• [GOAL]:
Return each of the following entries unchanged, line for line.
++++ STORED ROWS ++++
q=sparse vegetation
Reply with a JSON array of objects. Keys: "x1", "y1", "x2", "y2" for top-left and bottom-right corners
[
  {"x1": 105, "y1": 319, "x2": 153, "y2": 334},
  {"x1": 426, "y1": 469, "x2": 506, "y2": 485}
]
++++
• [TASK RESPONSE]:
q=sparse vegetation
Reply with a JSON array of objects. Keys: "x1", "y1", "x2", "y2" for top-left and bottom-right corners
[
  {"x1": 105, "y1": 319, "x2": 153, "y2": 334},
  {"x1": 426, "y1": 469, "x2": 506, "y2": 485}
]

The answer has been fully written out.